### Text excerpt
↓↓↓
'Ghoomketu' review: A senseless and unnecessary film
23 May 2020
Nawazuddin Siddiqui-starrer Ghoomketu (streaming now on ZEE5) is a film about films, writing, family, and the struggle that is typical to the city of Mumbai.
But it tragically gets too little of that right.
Perhaps, because it never quite touches upon these subjects, it rather merely uses them as props, but to no avail.
Here is our review of the Pushpendra Nath Misra directorial.
'Ghoomketu' is about a man-child from a small UP town
Ghoomketu (Nawazuddin) is a 31-year-old man-child from Mahona, a small town in Uttar Pradesh.
While he may be no-good for his family, Ghoomketu sincerely believes he can write.
He tries to get a job at a local tabloid, but is ridiculed by the editor as his only writing credits include slogans written on trucks, local wedding cards, and poems for political rallies.
The would-be writer runs off to Mumbai
Driven by his will to write and support from his aunt, Santo Bua (Ila Arun), Ghoomketu runs off to Mumbai to try his luck in Bollywood.
The family, back in UP, uses their political connections to bring him back.
Meanwhile, in Mumbai, a corrupt and lazy cop, Inspector Badlani (Anurag Kashyap) must find Ghoomketu in a month or face a transfer posting.
Too many characters, but no sense of connection
There is a plethora of characters in Ghoomketu: the ultra short-tempered father, Dadda (Raghubir Yadav), the politician uncle, Guddan Chaha (Swanand Kirkire), Ghoomketu's wife who mistakenly got swapped at the wedding (Ragini Khanna).
All of them are unique and at least intriguing to begin with, but none written well enough to arouse any real sense of connection.
It's a sheer waste of brilliant actors.
The writing is bumpy, the direction even worse
Ghoomketu suffers the most from a scattered and utterly distracted storytelling. Even the setting shifts from Mumbai to UP too often and too abruptly.
It's as if three short films are running at the same time, and the viewer is assigned the arduous task of connecting them.
Put simply, the writing is bumpy and the execution perhaps even worse.
The film is self-referential, just not smart enough
But it would be unfair if we do not try and decipher the makers' intentions before discarding the film altogether.
Ghoomketu is apparently supposed to be a light-hearted ode to the Bollywood of the 70s. In fact, clips from old Hindi movies involving the likes of Bachchan and cameo appearances pop up every now and then.
It is pretty meta, just not smart enough.
Comedy of errors? Errors: Check. Comedy: Not really!
For a comedy film, Ghoomketu makes you wait a great deal for the laughs.
↑↑↑
### Aim of the task
Using the Ghoomketu review, answer:
(a) What is the name of the small Uttar Pradesh town Ghoomketu comes from?
(b) Which actor plays Inspector Badlani?
(c) The film is apparently meant as an ode to Bollywood from which decade?
The material stands apart from the Ghoomketu review and has no connection to it.

### Given information
↓↓↓
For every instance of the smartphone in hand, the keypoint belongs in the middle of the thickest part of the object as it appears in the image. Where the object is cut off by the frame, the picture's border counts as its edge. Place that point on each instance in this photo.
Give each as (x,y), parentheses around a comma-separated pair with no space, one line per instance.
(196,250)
↑↑↑
### Exercise output
(a) Mahona
(b) Anurag Kashyap
(c) The 70s